* **What to do**: Render the entries from the line containing "[segment] mist over waterfall" through the end of the entries as a two-column CSV with the header columns "prompt" and "outline", one row per entry. Put each entry's text under "prompt" and its answer under "outline", each in a single quoted field with line breaks replaced by spaces.

* **Given records**:
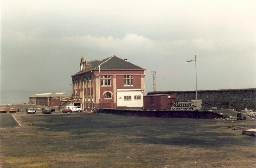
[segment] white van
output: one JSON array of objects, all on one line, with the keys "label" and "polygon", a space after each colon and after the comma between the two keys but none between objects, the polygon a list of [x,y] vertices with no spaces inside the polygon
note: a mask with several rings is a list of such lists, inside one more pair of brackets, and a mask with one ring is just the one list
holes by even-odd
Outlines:
[{"label": "white van", "polygon": [[80,112],[82,110],[81,108],[78,108],[74,106],[66,106],[66,107],[69,107],[72,112]]}]

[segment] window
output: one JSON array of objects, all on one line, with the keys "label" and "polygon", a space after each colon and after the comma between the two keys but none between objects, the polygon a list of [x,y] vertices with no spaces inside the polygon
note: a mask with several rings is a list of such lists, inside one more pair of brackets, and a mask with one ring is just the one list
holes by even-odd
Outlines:
[{"label": "window", "polygon": [[131,97],[132,96],[124,96],[124,100],[132,100]]},{"label": "window", "polygon": [[125,86],[132,86],[133,85],[133,76],[124,76],[124,85]]},{"label": "window", "polygon": [[100,82],[101,86],[110,86],[110,75],[100,75]]},{"label": "window", "polygon": [[111,99],[111,93],[110,93],[109,92],[107,92],[107,93],[104,94],[104,99]]},{"label": "window", "polygon": [[150,105],[151,106],[154,105],[154,97],[153,96],[150,97]]},{"label": "window", "polygon": [[141,96],[134,96],[134,99],[135,100],[140,100],[141,99]]}]

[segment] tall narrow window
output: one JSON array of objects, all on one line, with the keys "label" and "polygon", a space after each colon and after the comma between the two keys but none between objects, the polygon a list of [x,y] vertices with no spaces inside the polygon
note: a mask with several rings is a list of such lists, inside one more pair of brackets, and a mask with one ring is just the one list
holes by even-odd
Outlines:
[{"label": "tall narrow window", "polygon": [[150,105],[151,106],[154,105],[154,97],[153,96],[150,97]]},{"label": "tall narrow window", "polygon": [[132,86],[133,85],[133,76],[124,76],[124,86]]},{"label": "tall narrow window", "polygon": [[100,84],[101,86],[110,86],[111,85],[110,75],[101,75]]}]

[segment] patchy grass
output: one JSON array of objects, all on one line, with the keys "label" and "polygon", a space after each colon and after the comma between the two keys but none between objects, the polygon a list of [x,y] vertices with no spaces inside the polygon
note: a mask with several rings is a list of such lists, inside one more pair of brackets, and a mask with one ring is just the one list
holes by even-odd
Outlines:
[{"label": "patchy grass", "polygon": [[227,127],[253,120],[101,113],[17,114],[1,130],[1,167],[255,167],[254,137]]}]

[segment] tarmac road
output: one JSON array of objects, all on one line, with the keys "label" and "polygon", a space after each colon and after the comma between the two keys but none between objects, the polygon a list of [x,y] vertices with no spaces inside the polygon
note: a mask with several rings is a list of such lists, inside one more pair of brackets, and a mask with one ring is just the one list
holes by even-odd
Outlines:
[{"label": "tarmac road", "polygon": [[0,114],[0,128],[1,128],[13,127],[19,126],[12,114],[15,113],[1,113]]},{"label": "tarmac road", "polygon": [[[78,112],[73,112],[74,113],[80,113]],[[62,113],[62,112],[55,111],[52,112],[52,114]],[[19,124],[15,121],[12,114],[14,114],[15,117],[15,114],[24,114],[26,115],[33,115],[34,114],[26,114],[26,112],[16,112],[16,113],[1,113],[0,114],[0,128],[6,128],[14,127],[19,126]],[[42,112],[37,112],[36,114],[42,114]]]}]

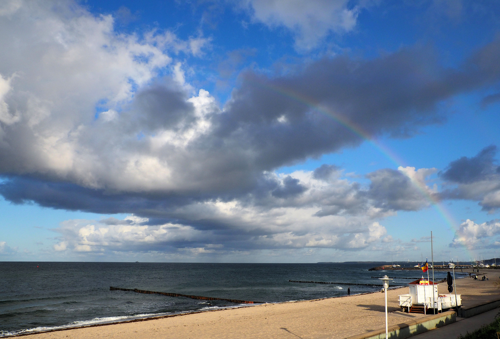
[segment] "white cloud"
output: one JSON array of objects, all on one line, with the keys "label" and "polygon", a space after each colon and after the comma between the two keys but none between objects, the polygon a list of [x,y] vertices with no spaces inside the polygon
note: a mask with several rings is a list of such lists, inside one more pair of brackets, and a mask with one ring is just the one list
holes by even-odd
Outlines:
[{"label": "white cloud", "polygon": [[356,25],[358,8],[348,8],[348,0],[245,0],[252,20],[272,28],[292,31],[296,46],[307,51],[316,47],[330,32],[342,34]]},{"label": "white cloud", "polygon": [[18,251],[18,247],[11,247],[7,245],[6,241],[0,241],[0,255],[8,255],[15,253]]},{"label": "white cloud", "polygon": [[498,220],[477,224],[468,219],[460,224],[451,245],[464,246],[470,250],[496,247],[498,243],[494,237],[498,234],[500,222]]}]

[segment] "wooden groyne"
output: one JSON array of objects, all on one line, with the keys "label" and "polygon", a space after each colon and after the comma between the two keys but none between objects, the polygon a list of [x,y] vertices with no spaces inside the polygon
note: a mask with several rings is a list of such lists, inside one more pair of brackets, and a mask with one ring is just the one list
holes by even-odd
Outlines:
[{"label": "wooden groyne", "polygon": [[[304,282],[304,283],[314,283],[314,284],[332,284],[334,285],[360,285],[361,286],[378,286],[382,287],[382,283],[376,284],[360,284],[356,283],[350,283],[350,282],[326,282],[325,281],[305,281],[303,280],[289,280],[290,282]],[[389,285],[390,287],[401,287],[401,285]]]},{"label": "wooden groyne", "polygon": [[163,295],[168,295],[168,296],[182,296],[186,298],[191,298],[192,299],[198,299],[199,300],[222,300],[230,302],[234,302],[236,303],[266,303],[263,301],[250,301],[248,300],[238,300],[238,299],[226,299],[225,298],[216,298],[212,296],[202,296],[200,295],[190,295],[188,294],[181,294],[178,293],[168,293],[168,292],[156,292],[154,291],[148,291],[145,289],[138,289],[138,288],[122,288],[122,287],[115,287],[112,286],[110,286],[110,291],[133,291],[136,293],[144,293],[146,294],[162,294]]}]

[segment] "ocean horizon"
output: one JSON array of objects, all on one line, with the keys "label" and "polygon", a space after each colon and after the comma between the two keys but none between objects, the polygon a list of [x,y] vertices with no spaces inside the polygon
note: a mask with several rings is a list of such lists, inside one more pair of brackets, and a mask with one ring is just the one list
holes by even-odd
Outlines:
[{"label": "ocean horizon", "polygon": [[[0,262],[0,336],[126,321],[248,304],[110,291],[110,286],[264,302],[380,290],[385,262],[314,263]],[[388,271],[404,286],[421,272]],[[436,279],[446,275],[435,272]],[[316,284],[289,280],[336,282]],[[356,285],[355,284],[365,284]]]}]

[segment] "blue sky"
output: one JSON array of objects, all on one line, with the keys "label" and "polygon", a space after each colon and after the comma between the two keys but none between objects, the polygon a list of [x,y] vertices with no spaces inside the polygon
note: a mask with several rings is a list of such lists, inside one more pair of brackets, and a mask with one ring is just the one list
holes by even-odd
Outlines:
[{"label": "blue sky", "polygon": [[500,5],[0,5],[0,260],[500,247]]}]

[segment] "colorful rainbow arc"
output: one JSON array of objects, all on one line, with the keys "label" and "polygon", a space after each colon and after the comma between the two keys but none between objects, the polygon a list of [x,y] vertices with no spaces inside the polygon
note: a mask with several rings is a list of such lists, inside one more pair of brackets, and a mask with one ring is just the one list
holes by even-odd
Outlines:
[{"label": "colorful rainbow arc", "polygon": [[[314,100],[310,98],[306,98],[303,95],[294,93],[290,90],[285,90],[276,86],[272,86],[262,83],[257,83],[257,84],[258,86],[264,87],[266,89],[306,105],[328,118],[334,119],[356,135],[359,136],[363,139],[372,144],[376,149],[379,150],[384,156],[388,158],[392,162],[394,163],[398,168],[400,167],[406,167],[402,165],[403,161],[392,151],[382,144],[378,140],[372,138],[371,136],[365,132],[362,129],[352,122],[347,119],[345,117],[336,113],[328,108],[322,106],[318,103],[315,103]],[[414,178],[408,177],[414,186],[421,192],[422,195],[429,202],[433,208],[436,209],[446,223],[450,226],[452,229],[456,232],[458,230],[456,223],[452,217],[451,213],[446,210],[441,203],[429,192],[429,190],[428,189],[428,187],[425,183],[420,182]],[[470,253],[469,254],[472,255]]]}]

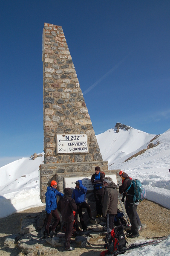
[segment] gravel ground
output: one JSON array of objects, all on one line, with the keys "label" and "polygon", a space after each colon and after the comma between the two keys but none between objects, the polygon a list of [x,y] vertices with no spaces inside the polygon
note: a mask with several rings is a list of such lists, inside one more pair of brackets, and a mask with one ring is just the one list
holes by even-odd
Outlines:
[{"label": "gravel ground", "polygon": [[[45,209],[45,207],[41,207],[26,210],[15,213],[5,218],[0,219],[0,255],[15,256],[19,251],[17,247],[3,248],[3,243],[6,238],[12,234],[17,234],[20,228],[20,219],[22,217]],[[146,224],[147,228],[140,232],[140,236],[138,240],[142,238],[155,236],[163,236],[170,234],[170,209],[167,209],[153,202],[144,200],[143,204],[140,203],[138,207],[138,213],[142,224]],[[99,237],[103,238],[103,237]],[[73,239],[72,246],[76,247]],[[134,242],[134,239],[127,239],[128,245]],[[90,244],[87,248],[75,248],[71,252],[63,251],[63,248],[59,248],[58,253],[55,255],[69,256],[75,255],[81,256],[98,256],[100,252],[103,250],[103,241],[96,241],[91,239]],[[20,254],[20,255],[22,255]],[[53,256],[52,255],[52,256]]]}]

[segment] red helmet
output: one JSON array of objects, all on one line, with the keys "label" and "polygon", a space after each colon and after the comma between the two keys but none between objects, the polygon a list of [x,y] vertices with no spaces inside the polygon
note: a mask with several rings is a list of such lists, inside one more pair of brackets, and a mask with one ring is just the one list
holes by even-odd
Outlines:
[{"label": "red helmet", "polygon": [[120,176],[121,176],[121,175],[122,174],[122,173],[123,173],[123,171],[121,171],[119,172],[119,173],[118,174],[118,175],[120,175]]}]

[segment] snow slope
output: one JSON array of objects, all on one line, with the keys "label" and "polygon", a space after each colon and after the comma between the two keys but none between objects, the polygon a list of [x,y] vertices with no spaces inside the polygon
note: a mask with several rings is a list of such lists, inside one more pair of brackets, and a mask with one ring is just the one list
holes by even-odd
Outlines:
[{"label": "snow slope", "polygon": [[138,149],[156,136],[127,127],[128,130],[121,128],[118,133],[117,129],[114,128],[96,135],[103,159],[108,161],[109,166],[115,160]]},{"label": "snow slope", "polygon": [[[133,134],[132,138],[129,133],[130,130]],[[143,132],[141,131],[138,131],[137,133],[136,131],[138,130],[135,131],[135,129],[131,128],[128,130],[129,131],[124,129],[120,130],[118,133],[119,137],[118,137],[118,134],[114,129],[110,129],[110,132],[109,131],[96,136],[103,160],[111,159],[112,161],[114,163],[111,165],[108,164],[109,166],[110,165],[109,169],[121,169],[132,178],[139,180],[147,189],[147,198],[148,199],[170,209],[170,173],[168,170],[170,168],[170,129],[152,141],[154,145],[156,145],[159,141],[158,145],[147,149],[144,154],[125,162],[124,161],[131,156],[142,149],[147,148],[149,143],[148,141],[133,151],[134,144],[136,145],[136,147],[137,145],[139,145],[138,143],[138,144],[136,143],[138,140],[138,132],[141,133],[139,134],[142,134],[143,140],[141,140],[141,144],[147,141],[148,139],[150,140],[151,137],[155,137],[155,135],[146,133],[144,133],[145,134],[143,134]],[[109,134],[108,136],[109,137],[109,140],[107,139],[107,134]],[[130,140],[128,139],[128,135],[130,137]],[[116,140],[115,143],[113,142],[113,139],[115,141]],[[116,143],[117,141],[118,141]],[[119,141],[121,142],[121,150],[124,152],[124,155],[120,153],[120,149],[118,148]],[[132,141],[133,143],[131,142]],[[128,143],[128,142],[130,143]],[[107,143],[108,144],[107,147]],[[110,147],[110,145],[112,145],[114,148]],[[107,150],[109,148],[110,151],[107,151],[107,154],[105,152],[103,153],[104,148]],[[126,151],[125,150],[127,148],[129,151],[130,152],[128,154],[127,154],[127,151]],[[109,156],[108,157],[108,156]]]},{"label": "snow slope", "polygon": [[0,218],[44,205],[39,187],[39,166],[44,159],[42,154],[35,160],[23,157],[0,168]]}]

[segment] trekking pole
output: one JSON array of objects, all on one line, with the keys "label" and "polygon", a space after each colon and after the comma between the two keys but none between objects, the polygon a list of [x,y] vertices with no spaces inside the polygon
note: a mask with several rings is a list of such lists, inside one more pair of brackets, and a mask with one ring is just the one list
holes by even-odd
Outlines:
[{"label": "trekking pole", "polygon": [[123,212],[124,212],[124,217],[125,217],[125,218],[126,218],[126,220],[127,221],[127,222],[128,224],[129,224],[129,223],[128,220],[127,219],[127,216],[126,216],[126,213],[125,213],[125,212],[124,212],[124,208],[123,208],[123,205],[122,205],[122,203],[121,203],[121,199],[120,199],[120,197],[119,197],[119,195],[118,195],[118,200],[119,200],[119,201],[120,204],[120,205],[121,205],[121,208],[122,208],[122,209]]}]

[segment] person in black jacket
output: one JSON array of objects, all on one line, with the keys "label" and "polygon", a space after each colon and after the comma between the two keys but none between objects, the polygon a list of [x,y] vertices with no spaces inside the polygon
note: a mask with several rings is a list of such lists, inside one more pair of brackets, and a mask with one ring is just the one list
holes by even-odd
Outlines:
[{"label": "person in black jacket", "polygon": [[[119,193],[120,193],[120,194],[123,194],[126,192],[126,190],[130,186],[132,180],[130,179],[127,173],[124,172],[121,174],[121,177],[124,181],[122,183],[122,185],[119,187]],[[137,237],[139,236],[138,228],[138,223],[135,216],[137,207],[139,202],[138,200],[136,200],[135,202],[135,204],[133,205],[133,199],[134,195],[135,192],[133,185],[132,184],[129,189],[128,193],[126,194],[127,198],[128,203],[128,216],[132,225],[131,230],[127,230],[127,233],[130,234],[129,237],[131,238]]]},{"label": "person in black jacket", "polygon": [[100,172],[101,169],[99,166],[96,166],[95,168],[95,172],[92,176],[91,181],[94,185],[94,195],[95,196],[96,205],[96,218],[101,217],[102,215],[102,198],[104,194],[104,189],[103,181],[104,179],[104,175]]},{"label": "person in black jacket", "polygon": [[65,250],[72,250],[74,248],[70,246],[70,239],[74,224],[73,211],[77,210],[77,207],[75,200],[72,198],[72,190],[69,188],[64,189],[64,196],[60,198],[57,205],[57,209],[61,214],[62,220],[66,227],[66,242]]}]

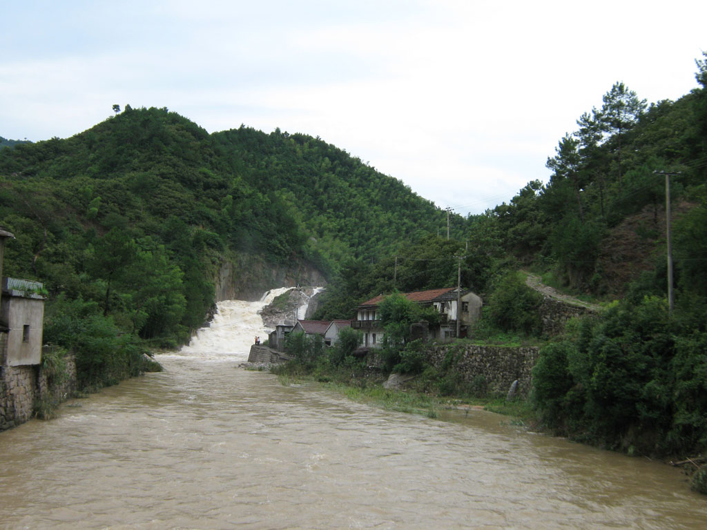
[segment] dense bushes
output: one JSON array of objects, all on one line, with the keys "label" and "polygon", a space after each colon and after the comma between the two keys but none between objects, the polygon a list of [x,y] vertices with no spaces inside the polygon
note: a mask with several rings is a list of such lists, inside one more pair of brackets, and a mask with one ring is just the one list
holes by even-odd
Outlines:
[{"label": "dense bushes", "polygon": [[121,331],[112,317],[103,316],[96,302],[60,296],[48,309],[45,341],[76,353],[79,389],[115,384],[148,367],[144,345],[135,335]]},{"label": "dense bushes", "polygon": [[664,299],[616,303],[548,345],[533,370],[549,426],[645,454],[707,447],[707,335],[681,336]]}]

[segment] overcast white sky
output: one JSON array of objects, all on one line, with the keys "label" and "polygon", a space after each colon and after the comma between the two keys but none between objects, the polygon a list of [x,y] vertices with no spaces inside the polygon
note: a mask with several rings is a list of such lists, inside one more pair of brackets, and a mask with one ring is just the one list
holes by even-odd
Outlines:
[{"label": "overcast white sky", "polygon": [[0,0],[0,136],[167,107],[320,136],[478,213],[546,182],[615,81],[649,102],[696,88],[706,20],[703,0]]}]

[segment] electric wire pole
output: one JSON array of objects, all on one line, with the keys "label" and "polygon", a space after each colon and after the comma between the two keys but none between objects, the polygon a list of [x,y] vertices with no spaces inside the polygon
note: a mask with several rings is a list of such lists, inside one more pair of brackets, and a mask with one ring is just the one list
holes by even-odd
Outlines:
[{"label": "electric wire pole", "polygon": [[462,321],[462,260],[466,256],[455,256],[459,259],[459,265],[457,266],[457,334],[456,338],[459,338],[459,333],[461,329]]},{"label": "electric wire pole", "polygon": [[667,307],[668,314],[672,316],[675,295],[672,289],[672,229],[670,227],[670,175],[680,175],[680,172],[671,173],[668,171],[655,170],[653,173],[665,175],[665,232],[667,242]]}]

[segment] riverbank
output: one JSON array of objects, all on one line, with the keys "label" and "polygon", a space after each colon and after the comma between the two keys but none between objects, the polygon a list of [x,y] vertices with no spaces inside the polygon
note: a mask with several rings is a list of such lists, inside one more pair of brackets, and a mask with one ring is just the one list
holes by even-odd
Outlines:
[{"label": "riverbank", "polygon": [[[293,363],[269,366],[246,365],[253,363],[242,364],[240,367],[247,370],[269,370],[277,376],[280,384],[285,387],[296,384],[333,391],[352,401],[385,410],[432,418],[440,418],[445,411],[457,410],[468,413],[474,410],[483,410],[507,416],[510,425],[550,437],[555,435],[543,425],[529,398],[516,396],[508,399],[501,395],[442,396],[430,394],[426,391],[429,384],[425,380],[424,373],[407,379],[397,388],[385,388],[384,383],[387,379],[378,370],[361,370],[359,367],[358,372],[344,369],[327,370],[326,373],[322,373],[318,370],[308,372],[300,365]],[[445,419],[447,419],[446,417]],[[679,467],[689,478],[691,489],[707,495],[707,464],[703,464],[702,455],[686,459],[682,455],[663,455],[658,459],[630,456]],[[703,465],[699,465],[700,463]]]},{"label": "riverbank", "polygon": [[[248,370],[265,369],[264,367],[255,366],[244,367]],[[271,365],[270,371],[277,375],[284,386],[306,384],[333,390],[354,401],[386,410],[437,418],[439,411],[443,410],[482,409],[509,416],[514,423],[534,430],[539,426],[530,401],[522,397],[508,400],[505,396],[495,395],[442,396],[431,394],[423,389],[427,386],[423,375],[407,379],[397,388],[385,388],[384,383],[387,378],[375,370],[358,373],[353,370],[338,370],[323,375],[306,372],[298,367],[296,365],[287,363]]]}]

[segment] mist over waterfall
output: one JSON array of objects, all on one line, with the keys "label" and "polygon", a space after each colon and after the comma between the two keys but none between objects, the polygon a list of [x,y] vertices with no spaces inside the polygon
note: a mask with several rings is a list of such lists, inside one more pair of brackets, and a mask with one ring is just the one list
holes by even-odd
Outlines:
[{"label": "mist over waterfall", "polygon": [[218,302],[211,324],[199,329],[177,355],[204,360],[247,360],[255,337],[259,336],[261,341],[267,338],[268,330],[258,312],[291,288],[269,290],[257,302]]}]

* **Completed task**:
prompt,outline
"[segment] mist over waterfall output: one JSON array of objects, all on one line, with the keys ""label"" and ""polygon"", a space after each colon and after the comma between the two keys but none between objects, the polygon a list of [x,y] vertices with no spaces inside the polygon note: a mask with several rings is a list of such lists, inside one more pair of brackets, and a mask with one ring is just the one list holes by even-odd Outlines:","[{""label"": ""mist over waterfall"", ""polygon"": [[218,302],[211,324],[199,329],[177,355],[204,360],[247,360],[255,337],[259,336],[261,341],[267,338],[268,330],[258,312],[291,288],[269,290],[257,302]]}]"